Anytime Scorer — How to Model Individual Scoring Probability

Anytime scorer probability is driven by five factors in descending order of importance: the player's xG per 90 minutes in the current season (the most predictive individual metric); whether the player is the primary penalty taker for their team (penalty takers receive an approximately 7–10% uplift in scorer probability relative to their open-play rate); the match's expected goal total (a higher-scoring match benefits all players' individual scoring probabilities); the opponent's defensive quality (goals conceded per game, clean sheet rate, and specific vulnerability to the player's position and style); and the player's H2H scoring record against the specific opponent.

The most important distinction in anytime scorer modelling is between non-penalty xG and total xG. Lewandowski's total xG of 0.78 per 90 includes penalty kicks — his non-penalty xG is approximately 0.58. The difference is significant for matches where penalties are unlikely. Always identify whether the player is a penalty taker and adjust the xG model to include or exclude penalty probability based on the specific fixture's expected penalty rate (approximately 0.25 penalties per game on average, with wide variance by fixture type).

Shots on Target — The Most Persistently Mispriced Player Market

Shots on target is the player stats market with the largest and most consistent model edges across all European football. The reason is structural: bookmakers price SoT markets from team-level shooting data averaged across all players, then apply a multiplier for the named player's share of total team shots. This methodology massively underestimates elite shot-volume strikers whose individual SoT rates (2.0–3.5 per 90) are 3–5× the team-average share that the bookmaker's model assigns them.

▶ CHALLENGE
Copy out, word for word, the stretch of the passage on player scoring markets that opens with the words containing "The most important" and closes with "by fixture type).".

Records excerpted from a collection:

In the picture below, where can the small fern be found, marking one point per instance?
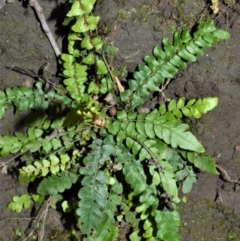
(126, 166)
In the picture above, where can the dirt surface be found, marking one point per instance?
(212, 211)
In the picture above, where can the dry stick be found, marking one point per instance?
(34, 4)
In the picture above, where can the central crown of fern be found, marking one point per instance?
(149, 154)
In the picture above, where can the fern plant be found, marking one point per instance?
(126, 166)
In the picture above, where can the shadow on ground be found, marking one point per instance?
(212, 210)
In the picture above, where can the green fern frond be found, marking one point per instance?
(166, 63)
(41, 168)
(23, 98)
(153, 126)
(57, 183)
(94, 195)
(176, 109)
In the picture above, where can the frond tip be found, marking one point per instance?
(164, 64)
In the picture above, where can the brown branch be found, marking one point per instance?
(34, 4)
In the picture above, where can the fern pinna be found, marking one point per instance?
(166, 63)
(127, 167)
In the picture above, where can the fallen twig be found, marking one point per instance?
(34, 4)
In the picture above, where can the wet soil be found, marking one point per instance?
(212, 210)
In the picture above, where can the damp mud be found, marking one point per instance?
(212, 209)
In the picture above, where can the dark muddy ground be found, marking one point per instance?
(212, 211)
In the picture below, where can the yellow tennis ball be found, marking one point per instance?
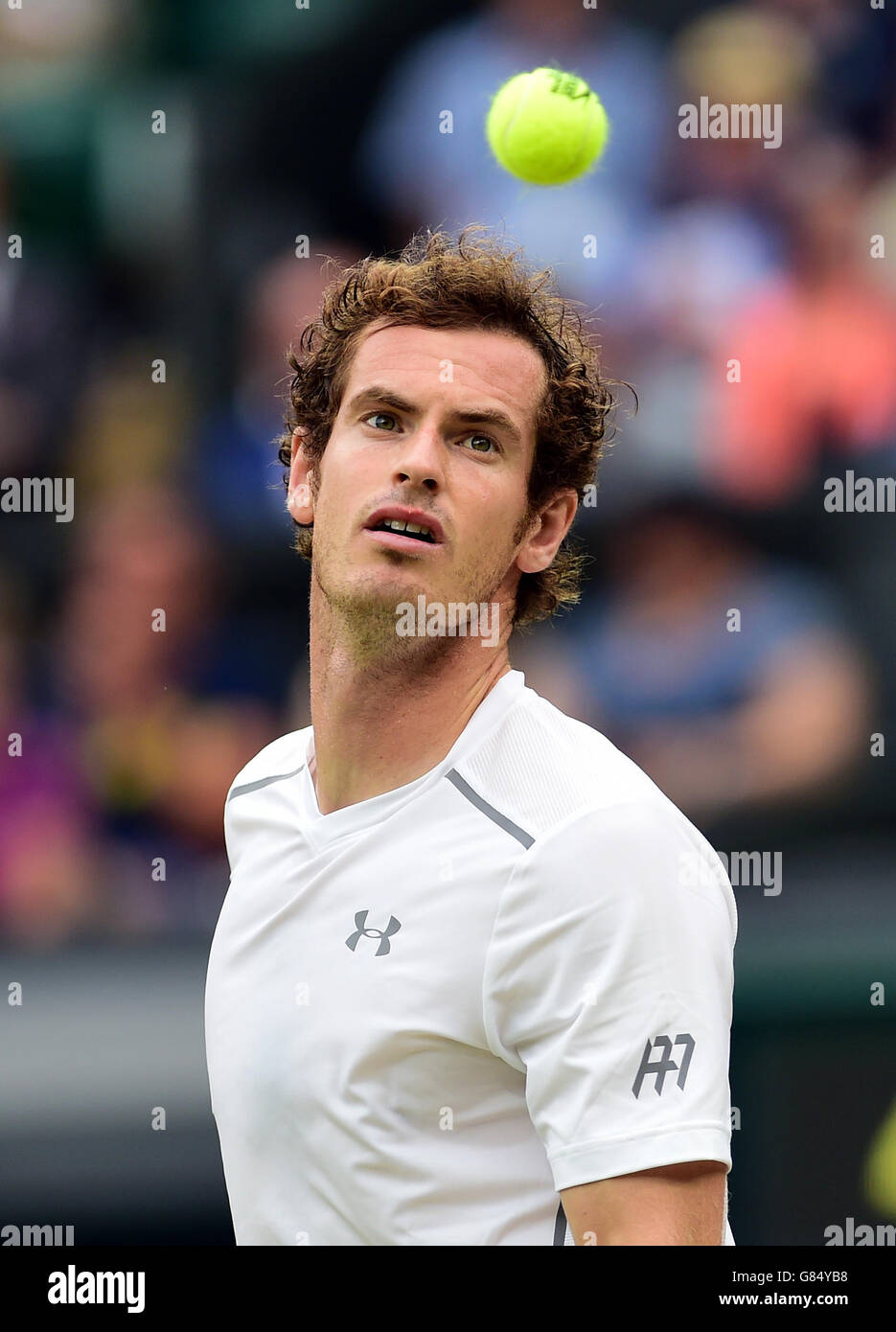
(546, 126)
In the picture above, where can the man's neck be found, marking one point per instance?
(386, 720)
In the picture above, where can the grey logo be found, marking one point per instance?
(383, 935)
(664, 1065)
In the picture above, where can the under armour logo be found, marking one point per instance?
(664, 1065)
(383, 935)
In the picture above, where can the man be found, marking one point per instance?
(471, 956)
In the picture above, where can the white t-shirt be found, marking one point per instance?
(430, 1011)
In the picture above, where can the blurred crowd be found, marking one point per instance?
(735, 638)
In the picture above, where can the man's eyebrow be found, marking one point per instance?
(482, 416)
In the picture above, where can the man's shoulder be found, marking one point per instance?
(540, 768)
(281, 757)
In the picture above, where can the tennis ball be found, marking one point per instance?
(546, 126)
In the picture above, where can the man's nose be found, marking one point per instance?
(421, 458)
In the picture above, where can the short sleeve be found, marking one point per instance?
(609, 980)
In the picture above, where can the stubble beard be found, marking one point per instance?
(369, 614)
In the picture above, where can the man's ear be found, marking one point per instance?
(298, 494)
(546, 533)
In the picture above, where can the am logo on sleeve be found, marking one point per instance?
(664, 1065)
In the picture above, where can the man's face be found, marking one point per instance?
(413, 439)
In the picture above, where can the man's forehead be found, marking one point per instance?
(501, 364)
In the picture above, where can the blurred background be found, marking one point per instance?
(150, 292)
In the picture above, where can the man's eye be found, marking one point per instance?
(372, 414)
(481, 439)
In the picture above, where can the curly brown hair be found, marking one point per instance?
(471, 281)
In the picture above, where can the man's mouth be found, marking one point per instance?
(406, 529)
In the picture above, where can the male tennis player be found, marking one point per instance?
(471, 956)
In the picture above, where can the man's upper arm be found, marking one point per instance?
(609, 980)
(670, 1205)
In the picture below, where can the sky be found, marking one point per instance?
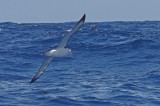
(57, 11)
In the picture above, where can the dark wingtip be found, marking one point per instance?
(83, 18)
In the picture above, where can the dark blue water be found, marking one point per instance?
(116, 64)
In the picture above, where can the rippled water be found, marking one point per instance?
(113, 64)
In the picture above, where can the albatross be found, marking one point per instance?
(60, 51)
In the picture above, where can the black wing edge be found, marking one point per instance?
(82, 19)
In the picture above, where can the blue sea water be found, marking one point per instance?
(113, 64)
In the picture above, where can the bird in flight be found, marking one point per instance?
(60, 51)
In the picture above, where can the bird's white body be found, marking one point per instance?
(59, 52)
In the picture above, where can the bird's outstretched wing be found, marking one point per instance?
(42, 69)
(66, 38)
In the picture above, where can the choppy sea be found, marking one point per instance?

▶ REPLY
The most important distinction in anytime scorer modelling is between non-penalty xG and total xG. Lewandowski's total xG of 0.78 per 90 includes penalty kicks — his non-penalty xG is approximately 0.58. The difference is significant for matches where penalties are unlikely. Always identify whether the player is a penalty taker and adjust the xG model to include or exclude penalty probability based on the specific fixture's expected penalty rate (approximately 0.25 penalties per game on average, with wide variance by fixture type).